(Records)
>> begin

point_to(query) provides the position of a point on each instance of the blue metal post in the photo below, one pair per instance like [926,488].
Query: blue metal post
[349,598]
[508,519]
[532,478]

>> end
>> begin

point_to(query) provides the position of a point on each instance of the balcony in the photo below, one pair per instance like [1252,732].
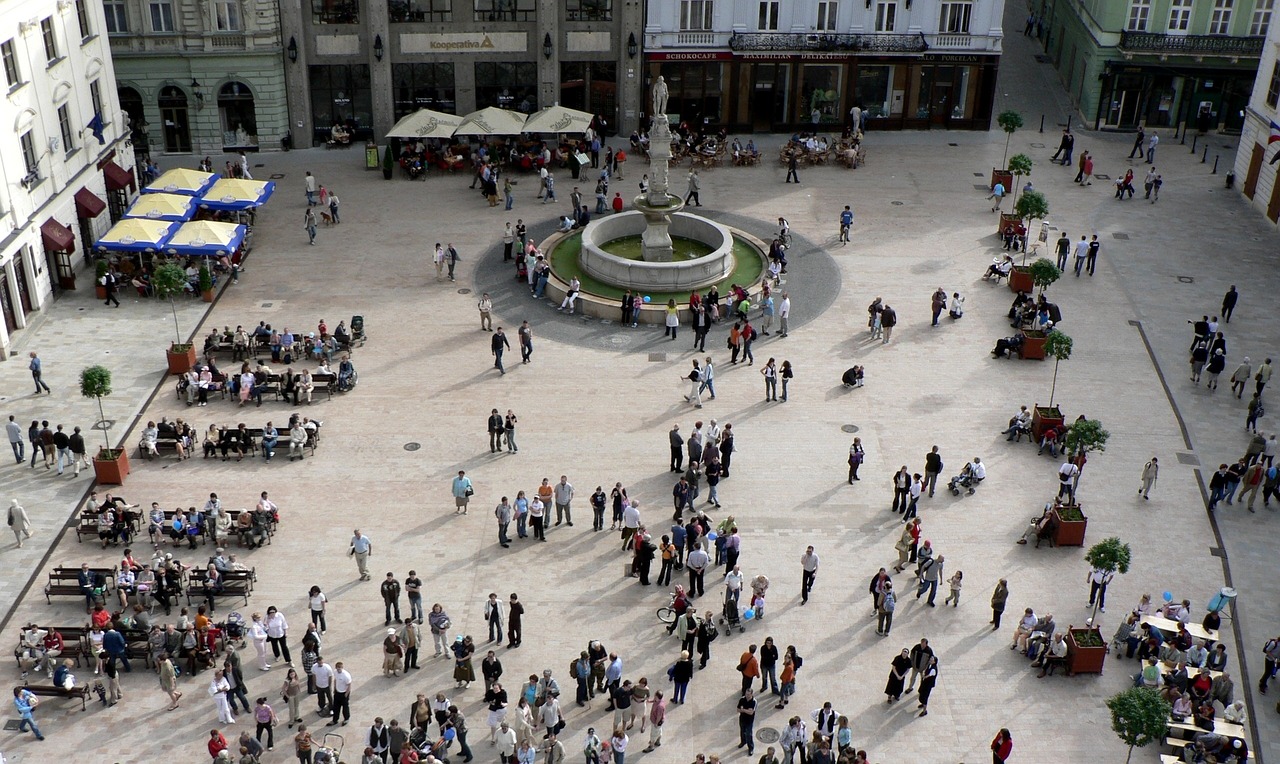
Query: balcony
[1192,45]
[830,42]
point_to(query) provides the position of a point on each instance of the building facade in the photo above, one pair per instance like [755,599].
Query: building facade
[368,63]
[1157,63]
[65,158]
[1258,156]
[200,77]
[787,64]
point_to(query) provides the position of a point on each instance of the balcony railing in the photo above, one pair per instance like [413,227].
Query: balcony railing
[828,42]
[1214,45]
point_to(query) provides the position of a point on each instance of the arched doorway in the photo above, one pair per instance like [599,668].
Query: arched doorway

>> end

=== Directive ===
Write out the lines of the records above word for word, starting at the line that contains "instance like [1252,732]." and ending at the line that contains "Query: arched doorway". Leave the pictures out of your copy.

=== Solution to the problem ===
point_to(query) provides the position of a point on each instance of the balcony in the photo below, one pair per instance like [1252,732].
Query: balcony
[1192,45]
[830,42]
point_to(query) provides the position of a point on each instance of the building facade in the photo above, one pair per instance like [755,599].
Query: building facade
[368,63]
[1157,63]
[65,158]
[1258,156]
[200,77]
[787,64]
point_to(query) provides the position of a point on each instance of the balcony railing in the photo above, one pair per instance like [413,227].
Query: balcony railing
[828,42]
[1214,45]
point_to(query) provides the position of a point on each instance of the arched doorway in the photo above, one pair per instance like [599,668].
Query: arched doorway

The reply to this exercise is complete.